### Exercise description
Give the lines below again exactly, starting with the line that holds "Mark every instance of the shoreline" and going on through the line that holds "Mark every instance of the building".

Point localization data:
####

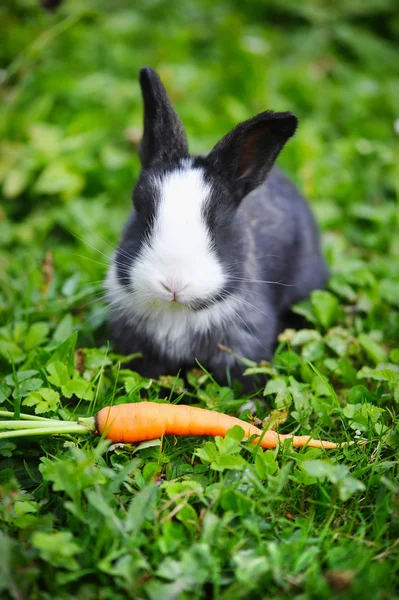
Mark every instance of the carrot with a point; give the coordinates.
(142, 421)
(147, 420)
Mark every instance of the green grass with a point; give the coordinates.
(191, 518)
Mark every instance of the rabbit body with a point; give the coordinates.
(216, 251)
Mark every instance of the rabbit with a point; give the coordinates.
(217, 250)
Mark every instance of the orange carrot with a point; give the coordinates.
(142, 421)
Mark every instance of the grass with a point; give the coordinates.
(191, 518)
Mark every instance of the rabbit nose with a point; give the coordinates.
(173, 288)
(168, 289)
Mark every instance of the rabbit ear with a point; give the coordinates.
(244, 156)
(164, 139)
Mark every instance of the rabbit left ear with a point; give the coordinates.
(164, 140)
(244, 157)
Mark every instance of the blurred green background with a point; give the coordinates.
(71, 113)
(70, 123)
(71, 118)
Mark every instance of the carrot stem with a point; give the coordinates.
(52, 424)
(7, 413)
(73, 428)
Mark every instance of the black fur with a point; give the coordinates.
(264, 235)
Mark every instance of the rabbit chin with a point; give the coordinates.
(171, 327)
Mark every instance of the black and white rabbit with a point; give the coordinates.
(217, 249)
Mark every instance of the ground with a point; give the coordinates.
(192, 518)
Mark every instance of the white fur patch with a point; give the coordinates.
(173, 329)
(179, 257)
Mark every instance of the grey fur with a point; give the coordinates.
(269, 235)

####

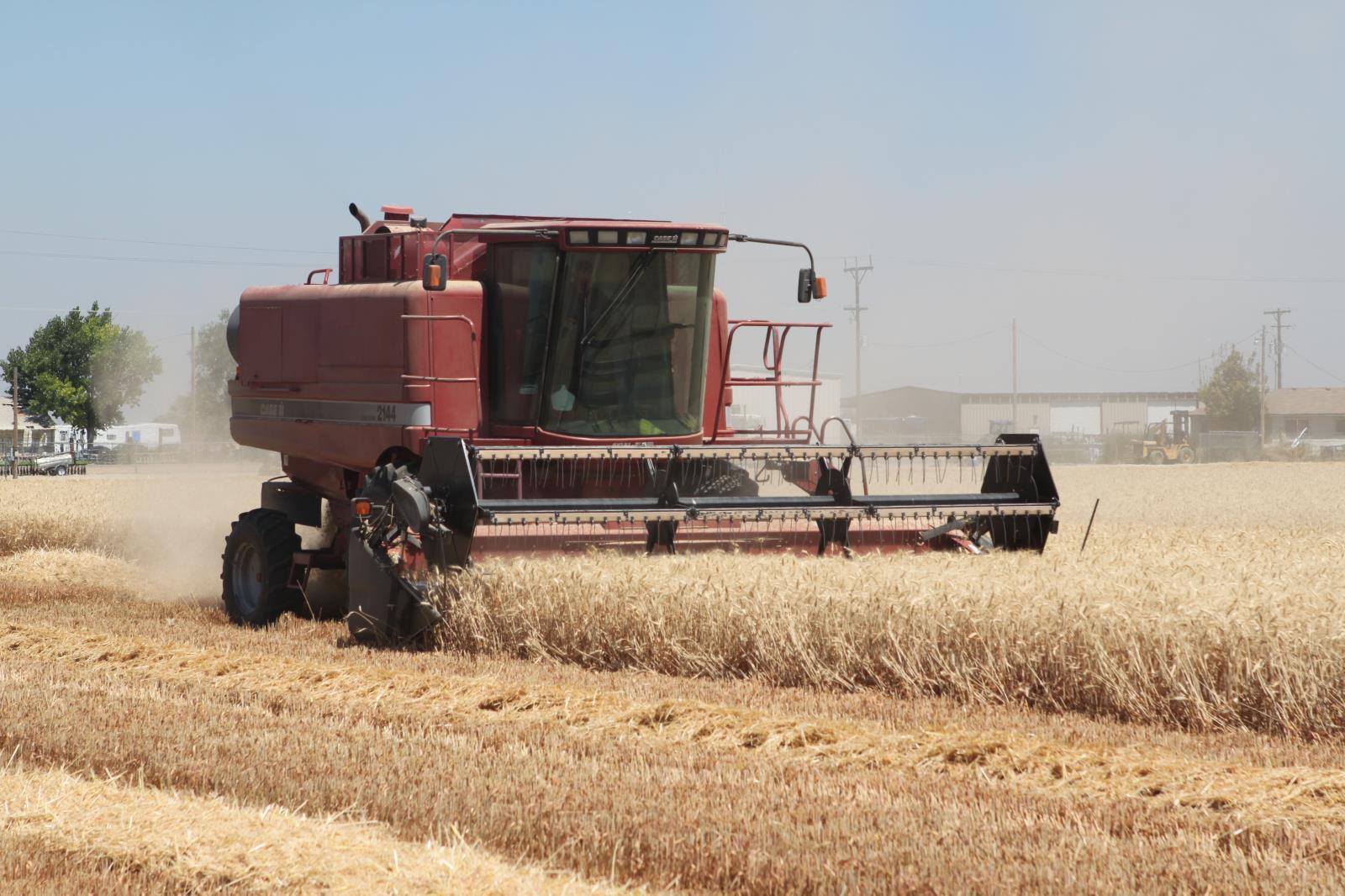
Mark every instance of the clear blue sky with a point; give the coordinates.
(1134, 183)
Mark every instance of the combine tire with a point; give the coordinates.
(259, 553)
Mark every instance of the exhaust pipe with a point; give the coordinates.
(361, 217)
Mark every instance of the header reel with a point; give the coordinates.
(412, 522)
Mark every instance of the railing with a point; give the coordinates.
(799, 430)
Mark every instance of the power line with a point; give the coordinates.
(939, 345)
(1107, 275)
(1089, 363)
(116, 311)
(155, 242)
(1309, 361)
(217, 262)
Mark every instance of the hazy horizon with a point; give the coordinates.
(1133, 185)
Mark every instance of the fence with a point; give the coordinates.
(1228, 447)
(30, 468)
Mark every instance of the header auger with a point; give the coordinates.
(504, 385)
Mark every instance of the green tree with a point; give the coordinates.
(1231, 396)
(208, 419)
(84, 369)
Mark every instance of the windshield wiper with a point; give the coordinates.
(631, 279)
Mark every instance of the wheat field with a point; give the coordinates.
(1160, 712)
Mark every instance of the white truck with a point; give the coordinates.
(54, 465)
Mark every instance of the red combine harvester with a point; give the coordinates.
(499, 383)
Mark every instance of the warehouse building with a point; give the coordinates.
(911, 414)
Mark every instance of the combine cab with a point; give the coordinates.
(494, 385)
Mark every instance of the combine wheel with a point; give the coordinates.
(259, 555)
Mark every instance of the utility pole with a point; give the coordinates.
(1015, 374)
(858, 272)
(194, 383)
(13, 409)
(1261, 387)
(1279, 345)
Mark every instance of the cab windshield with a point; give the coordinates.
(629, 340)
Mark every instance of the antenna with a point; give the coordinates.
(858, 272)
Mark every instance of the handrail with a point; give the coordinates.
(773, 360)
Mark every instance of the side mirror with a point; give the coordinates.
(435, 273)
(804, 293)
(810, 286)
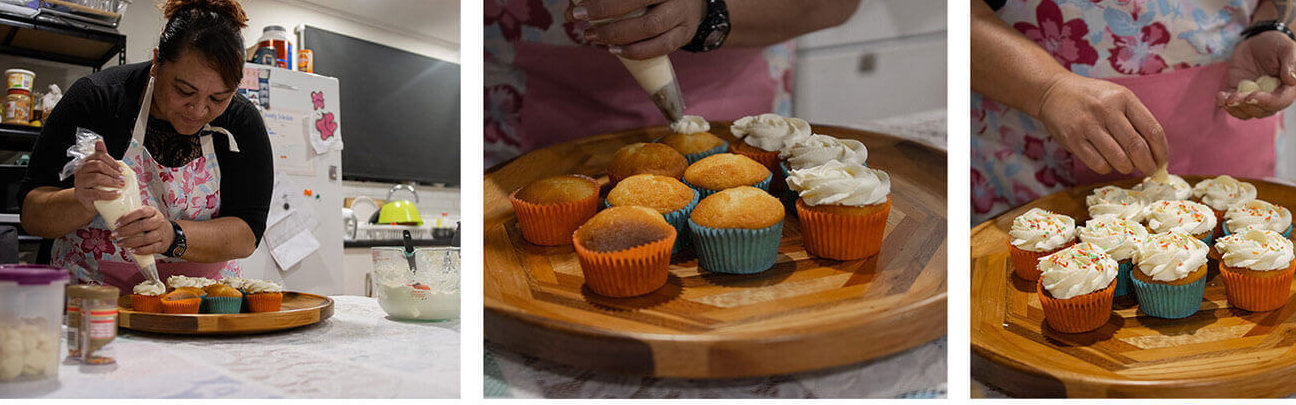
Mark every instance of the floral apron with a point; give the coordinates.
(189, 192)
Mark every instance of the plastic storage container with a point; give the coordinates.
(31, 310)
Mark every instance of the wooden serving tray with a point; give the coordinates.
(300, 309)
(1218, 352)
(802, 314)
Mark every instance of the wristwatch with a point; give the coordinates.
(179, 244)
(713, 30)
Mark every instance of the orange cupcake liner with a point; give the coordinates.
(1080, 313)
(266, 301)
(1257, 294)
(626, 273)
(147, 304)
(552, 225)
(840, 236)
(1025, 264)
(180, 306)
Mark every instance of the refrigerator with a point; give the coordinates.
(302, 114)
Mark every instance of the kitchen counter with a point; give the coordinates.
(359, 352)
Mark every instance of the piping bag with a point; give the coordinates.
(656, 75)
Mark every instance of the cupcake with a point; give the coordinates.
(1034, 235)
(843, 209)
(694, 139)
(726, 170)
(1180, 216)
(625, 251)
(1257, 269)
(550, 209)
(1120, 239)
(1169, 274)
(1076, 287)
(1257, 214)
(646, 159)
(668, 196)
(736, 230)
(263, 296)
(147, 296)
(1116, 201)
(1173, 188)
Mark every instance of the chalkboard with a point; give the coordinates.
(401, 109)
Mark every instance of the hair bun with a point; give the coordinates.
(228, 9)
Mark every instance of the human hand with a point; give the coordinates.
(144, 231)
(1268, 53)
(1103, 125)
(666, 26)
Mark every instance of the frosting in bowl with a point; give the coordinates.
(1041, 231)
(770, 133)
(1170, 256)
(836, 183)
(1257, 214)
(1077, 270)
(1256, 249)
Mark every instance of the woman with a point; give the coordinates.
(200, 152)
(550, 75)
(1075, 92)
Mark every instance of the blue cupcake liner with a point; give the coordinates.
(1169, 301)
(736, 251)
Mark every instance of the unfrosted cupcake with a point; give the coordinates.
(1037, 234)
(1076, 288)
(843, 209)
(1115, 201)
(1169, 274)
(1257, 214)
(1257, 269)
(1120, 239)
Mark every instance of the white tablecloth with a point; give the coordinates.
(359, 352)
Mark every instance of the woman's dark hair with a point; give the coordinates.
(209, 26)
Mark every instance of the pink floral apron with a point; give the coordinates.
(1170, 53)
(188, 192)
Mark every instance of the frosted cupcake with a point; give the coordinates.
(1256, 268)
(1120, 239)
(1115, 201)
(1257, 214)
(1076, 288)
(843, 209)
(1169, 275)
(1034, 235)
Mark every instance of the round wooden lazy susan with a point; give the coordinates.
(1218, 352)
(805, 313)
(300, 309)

####

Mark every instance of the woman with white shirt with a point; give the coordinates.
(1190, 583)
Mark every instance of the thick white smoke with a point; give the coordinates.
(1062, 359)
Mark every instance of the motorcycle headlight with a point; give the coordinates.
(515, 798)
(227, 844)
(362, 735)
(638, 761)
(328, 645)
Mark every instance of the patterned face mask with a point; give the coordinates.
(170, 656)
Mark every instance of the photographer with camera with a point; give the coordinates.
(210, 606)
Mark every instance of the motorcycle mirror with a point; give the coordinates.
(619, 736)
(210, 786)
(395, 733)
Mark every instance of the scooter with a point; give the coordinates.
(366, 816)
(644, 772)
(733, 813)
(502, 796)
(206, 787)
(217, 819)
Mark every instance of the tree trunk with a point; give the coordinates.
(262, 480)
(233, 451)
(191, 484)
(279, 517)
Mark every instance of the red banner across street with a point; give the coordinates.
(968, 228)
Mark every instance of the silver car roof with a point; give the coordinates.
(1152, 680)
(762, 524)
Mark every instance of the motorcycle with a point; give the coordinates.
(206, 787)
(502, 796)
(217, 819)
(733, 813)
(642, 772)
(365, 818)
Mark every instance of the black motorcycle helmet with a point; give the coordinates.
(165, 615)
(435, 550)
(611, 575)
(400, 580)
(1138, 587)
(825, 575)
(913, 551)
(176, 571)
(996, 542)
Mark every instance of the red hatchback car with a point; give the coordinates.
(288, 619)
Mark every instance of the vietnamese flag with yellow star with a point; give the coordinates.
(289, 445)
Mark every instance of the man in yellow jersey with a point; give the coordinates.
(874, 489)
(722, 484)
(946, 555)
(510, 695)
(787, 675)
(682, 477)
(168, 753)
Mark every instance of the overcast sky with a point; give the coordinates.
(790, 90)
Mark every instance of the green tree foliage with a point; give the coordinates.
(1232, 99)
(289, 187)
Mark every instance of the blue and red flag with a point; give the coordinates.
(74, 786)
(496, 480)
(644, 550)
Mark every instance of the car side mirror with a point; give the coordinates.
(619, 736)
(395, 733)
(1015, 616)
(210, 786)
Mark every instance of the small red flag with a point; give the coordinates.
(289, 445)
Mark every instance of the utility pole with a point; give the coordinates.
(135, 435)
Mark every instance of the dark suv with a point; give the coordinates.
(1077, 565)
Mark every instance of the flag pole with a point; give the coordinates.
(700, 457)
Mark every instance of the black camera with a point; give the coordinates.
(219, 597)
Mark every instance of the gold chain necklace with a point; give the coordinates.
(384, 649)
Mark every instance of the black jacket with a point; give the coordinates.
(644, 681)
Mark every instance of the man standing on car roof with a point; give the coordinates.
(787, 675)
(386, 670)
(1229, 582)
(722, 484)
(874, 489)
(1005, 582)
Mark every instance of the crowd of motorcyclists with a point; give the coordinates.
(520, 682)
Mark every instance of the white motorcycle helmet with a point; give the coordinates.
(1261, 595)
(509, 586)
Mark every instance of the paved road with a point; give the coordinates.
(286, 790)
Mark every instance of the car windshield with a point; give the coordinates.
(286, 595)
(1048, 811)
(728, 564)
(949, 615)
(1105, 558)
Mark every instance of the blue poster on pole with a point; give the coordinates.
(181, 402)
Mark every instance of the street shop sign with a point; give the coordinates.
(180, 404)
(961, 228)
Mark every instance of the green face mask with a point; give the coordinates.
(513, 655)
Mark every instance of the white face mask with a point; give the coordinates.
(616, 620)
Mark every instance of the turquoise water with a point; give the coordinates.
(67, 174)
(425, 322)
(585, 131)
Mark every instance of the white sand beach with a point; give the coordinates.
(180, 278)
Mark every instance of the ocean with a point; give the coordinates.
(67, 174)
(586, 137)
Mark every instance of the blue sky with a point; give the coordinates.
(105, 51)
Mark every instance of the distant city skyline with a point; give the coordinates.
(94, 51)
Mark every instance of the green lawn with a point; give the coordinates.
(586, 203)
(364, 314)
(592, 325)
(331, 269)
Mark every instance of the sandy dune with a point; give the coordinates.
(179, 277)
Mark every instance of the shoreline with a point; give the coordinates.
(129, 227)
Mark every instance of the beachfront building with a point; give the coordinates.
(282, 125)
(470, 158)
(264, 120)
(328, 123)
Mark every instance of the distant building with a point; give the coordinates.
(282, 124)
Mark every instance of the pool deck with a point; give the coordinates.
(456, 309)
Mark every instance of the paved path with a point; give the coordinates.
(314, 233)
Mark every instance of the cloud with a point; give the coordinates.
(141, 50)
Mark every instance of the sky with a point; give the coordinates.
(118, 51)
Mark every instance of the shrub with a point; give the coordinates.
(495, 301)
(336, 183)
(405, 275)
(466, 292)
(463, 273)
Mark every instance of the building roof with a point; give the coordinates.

####

### Exercise response
Mark every instance of the shoreline with a point; give the coordinates.
(129, 227)
Mark every instance of the beachfront building with a point; give the coordinates.
(282, 125)
(470, 158)
(264, 120)
(328, 123)
Mark every instance of the distant building with a point; give the coordinates.
(282, 124)
Mark every instance of the pool deck with a point; give the coordinates.
(456, 309)
Mark every instance of the paved path with a point; give the coordinates.
(314, 233)
Mark every instance of the cloud with a point; give the coordinates.
(141, 50)
Mark every instance of the sky with a point; give the coordinates.
(118, 51)
Mark every instance of the shrub with a point; give the coordinates.
(495, 301)
(336, 183)
(405, 275)
(466, 292)
(463, 273)
Mark every instance of the building roof with a point; give the coordinates.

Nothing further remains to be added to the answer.